But this functional story tells nothing about the neural mechanisms that support this magic. What we do know is that there is no place in the brain where there could be a direct neural encoding of the illusory detailed scene (Kaas and Collins 2003). That is, enough is known about the structure and function of the visual system to rule out any detailed neural representation that embodies the subjective experience. So, this version of the NBP really is a scientific mystery at this time.
Traditionally, the Neural Binding problem concerns instantaneous perception and does not consider integration over saccades. But in both cases the hard problem is explaining why we experience the world the way we do. As is well known, current science has nothing to say about subjective (phenomenal) experience and this discrepancy between science and experience is also called the “explanatory gap” and “the hard problem” (Chalmers 1996).
The contemporary panpsychist answer is that there isn't anything special that gives us subjective first-person experience, there just is a subjective first-person experience to everything.
The point is not to solve the problem but to dissolve it. Saying phenomenal consciousness, not just access consciousness, arises from computation still leaves the question of how and why.

→ Parts of the exercise:
1 > Answer these from the passage on the neural binding problem:
(a) Which work is cited for the claim that no place in the brain could directly encode the illusory detailed scene?
(b) What two names does the passage give to the discrepancy between science and experience?
(c) According to the contemporary panpsychist answer, what is there to everything?
2 > Decide whether each statement agrees with the passage on the neural binding problem, and quote the words that settle it:
(a) Traditionally, the Neural Binding problem takes integration over saccades into account.
(b) The passage aims to dissolve the problem rather than solve it.
(c) Current science explains subjective experience well.
3 > Write the next part of the passage on the neural binding problem, picking up after its final sentence.

→ Data listing:

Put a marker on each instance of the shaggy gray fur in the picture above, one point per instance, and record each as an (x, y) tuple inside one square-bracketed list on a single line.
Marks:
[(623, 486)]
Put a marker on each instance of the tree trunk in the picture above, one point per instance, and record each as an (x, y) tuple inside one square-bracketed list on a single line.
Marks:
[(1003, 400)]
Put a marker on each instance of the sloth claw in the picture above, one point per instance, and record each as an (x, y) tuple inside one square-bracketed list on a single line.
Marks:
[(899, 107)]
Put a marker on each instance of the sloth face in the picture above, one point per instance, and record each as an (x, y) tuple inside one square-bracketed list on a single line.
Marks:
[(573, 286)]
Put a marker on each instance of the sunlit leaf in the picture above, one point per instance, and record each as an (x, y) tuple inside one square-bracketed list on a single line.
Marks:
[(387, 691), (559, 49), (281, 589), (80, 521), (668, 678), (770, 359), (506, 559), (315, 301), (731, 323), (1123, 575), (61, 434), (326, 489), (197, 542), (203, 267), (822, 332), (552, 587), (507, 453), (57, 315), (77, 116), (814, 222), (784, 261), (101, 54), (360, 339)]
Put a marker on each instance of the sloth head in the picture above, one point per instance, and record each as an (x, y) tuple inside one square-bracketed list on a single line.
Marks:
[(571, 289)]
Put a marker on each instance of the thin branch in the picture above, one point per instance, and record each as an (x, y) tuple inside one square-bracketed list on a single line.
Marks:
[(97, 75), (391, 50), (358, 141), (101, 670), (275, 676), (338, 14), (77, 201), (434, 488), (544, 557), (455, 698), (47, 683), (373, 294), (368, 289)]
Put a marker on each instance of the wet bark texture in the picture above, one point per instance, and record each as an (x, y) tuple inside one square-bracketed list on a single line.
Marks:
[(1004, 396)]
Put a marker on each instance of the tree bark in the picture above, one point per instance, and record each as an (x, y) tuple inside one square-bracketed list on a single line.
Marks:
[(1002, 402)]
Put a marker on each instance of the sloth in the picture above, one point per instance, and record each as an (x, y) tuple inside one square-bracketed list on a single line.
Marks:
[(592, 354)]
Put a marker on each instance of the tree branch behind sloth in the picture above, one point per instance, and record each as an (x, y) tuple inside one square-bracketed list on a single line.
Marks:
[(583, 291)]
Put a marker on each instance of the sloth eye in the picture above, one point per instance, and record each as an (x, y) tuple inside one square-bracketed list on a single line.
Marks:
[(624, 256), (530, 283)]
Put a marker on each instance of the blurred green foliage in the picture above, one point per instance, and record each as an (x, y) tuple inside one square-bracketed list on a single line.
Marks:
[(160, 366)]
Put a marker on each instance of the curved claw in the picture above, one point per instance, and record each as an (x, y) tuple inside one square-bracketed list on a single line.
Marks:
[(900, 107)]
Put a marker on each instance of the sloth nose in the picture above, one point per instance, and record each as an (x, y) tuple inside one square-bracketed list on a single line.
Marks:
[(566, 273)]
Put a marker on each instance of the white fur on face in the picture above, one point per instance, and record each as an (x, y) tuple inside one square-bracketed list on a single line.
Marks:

→ Written answers:
1 >
(a) Kaas and Collins 2003
(b) The "explanatory gap" and "the hard problem"
(c) A subjective first-person experience

2 >
(a) No: "does not consider integration over saccades"
(b) Yes: "The point is not to solve the problem but to dissolve it."
(c) No: "current science has nothing to say about subjective (phenomenal) experience"

3 >
So in that respect, my thinking is that the swarming as it were, has a strange parallel to a description of how conscious thoughts appear randomly (stream of consciousness). Meaning conscious and subconscience (EM fields of consciousness) seem to know how to interact as a whole system in our brain to produce thoughts. And, it may even have parallels to QM as we pick from these random fields/ thoughts that we apprehend through volitional existence, as we make choices everyday.
When I say qualia gets "consumed" by the self, that "consumption" is the act of phenomenally experiencing the qualia. Access consciousness has to do with preparing the meal, or digesting it (from memory) after it has been consumed (experienced). One other thing we can say with no unsignificant confidence is that consumption of qualia leads to all the shit get stored in the memory.